Ainsi, au cours des 16 dernières années, les Israéliens en sont venus à décrire une division intense au sein du Hamas entre les aspects polarisés de la "résistance" (muqawwamah) d'une part et de la gouvernance d'autre part, ainsi que l'affirmation selon laquelle le mouvement accorde une priorité croissante aux exigences de cette dernière en raison de ses nouveaux devoirs en tant que souverain, et en particulier de la nécessité de prendre soin de la population gazaouie lourdement accablée et dans le besoin. En fait, au cours des quinze dernières années, le Hamas a délibérément évité de faire un tel choix et a traité les deux pôles avec la même attention : gérer les eaux usées de Gaza tout en investissant dans le renforcement militaire et la préparation d'une guerre apocalyptique avec Israël.

* **DONNÉES AFFICHÉES**
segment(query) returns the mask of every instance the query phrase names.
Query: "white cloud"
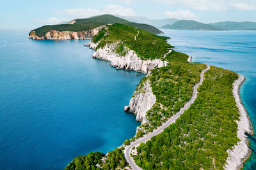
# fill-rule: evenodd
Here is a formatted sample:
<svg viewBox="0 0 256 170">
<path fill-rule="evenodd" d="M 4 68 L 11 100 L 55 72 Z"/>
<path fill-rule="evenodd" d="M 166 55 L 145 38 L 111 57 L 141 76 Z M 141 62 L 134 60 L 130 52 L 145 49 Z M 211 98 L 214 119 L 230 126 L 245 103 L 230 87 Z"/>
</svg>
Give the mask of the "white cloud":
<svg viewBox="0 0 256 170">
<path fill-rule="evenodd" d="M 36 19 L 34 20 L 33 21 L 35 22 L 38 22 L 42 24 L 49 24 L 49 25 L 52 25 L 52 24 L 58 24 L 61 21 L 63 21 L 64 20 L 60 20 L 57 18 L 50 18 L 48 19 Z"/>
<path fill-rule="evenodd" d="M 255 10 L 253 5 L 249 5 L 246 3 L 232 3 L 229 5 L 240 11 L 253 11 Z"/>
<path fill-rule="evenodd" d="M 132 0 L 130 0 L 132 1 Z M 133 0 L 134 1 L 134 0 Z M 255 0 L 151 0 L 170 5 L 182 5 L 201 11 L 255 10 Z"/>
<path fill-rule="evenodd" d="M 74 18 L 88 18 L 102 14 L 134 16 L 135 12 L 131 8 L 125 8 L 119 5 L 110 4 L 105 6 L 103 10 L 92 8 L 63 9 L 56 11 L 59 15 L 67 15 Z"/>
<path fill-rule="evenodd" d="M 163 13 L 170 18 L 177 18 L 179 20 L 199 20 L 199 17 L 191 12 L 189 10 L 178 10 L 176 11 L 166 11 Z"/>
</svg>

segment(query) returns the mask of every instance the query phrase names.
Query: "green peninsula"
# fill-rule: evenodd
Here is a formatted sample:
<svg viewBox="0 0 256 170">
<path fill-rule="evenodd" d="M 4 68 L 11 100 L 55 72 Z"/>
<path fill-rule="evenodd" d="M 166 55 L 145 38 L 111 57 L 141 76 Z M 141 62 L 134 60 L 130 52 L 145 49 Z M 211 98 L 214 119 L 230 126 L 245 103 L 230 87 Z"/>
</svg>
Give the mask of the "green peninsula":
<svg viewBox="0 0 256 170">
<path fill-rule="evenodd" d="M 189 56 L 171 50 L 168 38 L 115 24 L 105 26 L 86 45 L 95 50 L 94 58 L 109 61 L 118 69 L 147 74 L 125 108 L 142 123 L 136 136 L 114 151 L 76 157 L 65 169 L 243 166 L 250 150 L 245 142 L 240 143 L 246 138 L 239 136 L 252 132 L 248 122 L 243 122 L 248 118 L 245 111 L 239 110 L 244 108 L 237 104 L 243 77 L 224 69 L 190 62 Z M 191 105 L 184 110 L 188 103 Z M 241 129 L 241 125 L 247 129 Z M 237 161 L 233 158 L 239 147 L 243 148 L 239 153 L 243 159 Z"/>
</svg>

* **EXERCICES À RÉALISER**
A. Recopiez le passage de l'extrait sur le Hamas qui s'ouvre sur les mots contenant "Ainsi, au cours" et se ferme sur "apocalyptique avec Israël.".
B. Dans l'extrait sur le Hamas, quel terme arabe est donné pour la « résistance » ?
C. Poursuivez l'extrait sur le Hamas après sa dernière phrase.

* **RÉSULTATS PAR EXERCICE**
A.
Ainsi, au cours des 16 dernières années, les Israéliens en sont venus à décrire une division intense au sein du Hamas entre les aspects polarisés de la "résistance" (muqawwamah) d'une part et de la gouvernance d'autre part, ainsi que l'affirmation selon laquelle le mouvement accorde une priorité croissante aux exigences de cette dernière en raison de ses nouveaux devoirs en tant que souverain, et en particulier de la nécessité de prendre soin de la population gazaouie lourdement accablée et dans le besoin. En fait, au cours des quinze dernières années, le Hamas a délibérément évité de faire un tel choix et a traité les deux pôles avec la même attention : gérer les eaux usées de Gaza tout en investissant dans le renforcement militaire et la préparation d'une guerre apocalyptique avec Israël.

B. Muqawwamah.

C.
Depuis la série de combats entre Israël et le Hamas en mai 2021, Israël a mené une expérience stratégique à Gaza. Il s'agissait essentiellement de tenter d'améliorer les conditions de vie dans la bande de Gaza, principalement en promouvant des projets civils, ce qui permettait d'injecter de l'argent dans la bande de Gaza et d'envoyer davantage de Gazaouis travailler en Israël. Tout cela reposait sur l'hypothèse de base qu'il s'agissait de moyens d'empêcher l'escalade et de dissuader le Hamas de faire la guerre. La pression de l'opinion publique limiterait la main du mouvement en cas de détérioration de la situation avec Israël, et l'amélioration constante de la qualité de vie conduirait avec le temps à la transformation des dirigeants de Gaza, en faisant plier leur volonté idéologique et en affaiblissant leur position dans l'équilibre du pouvoir palestinien.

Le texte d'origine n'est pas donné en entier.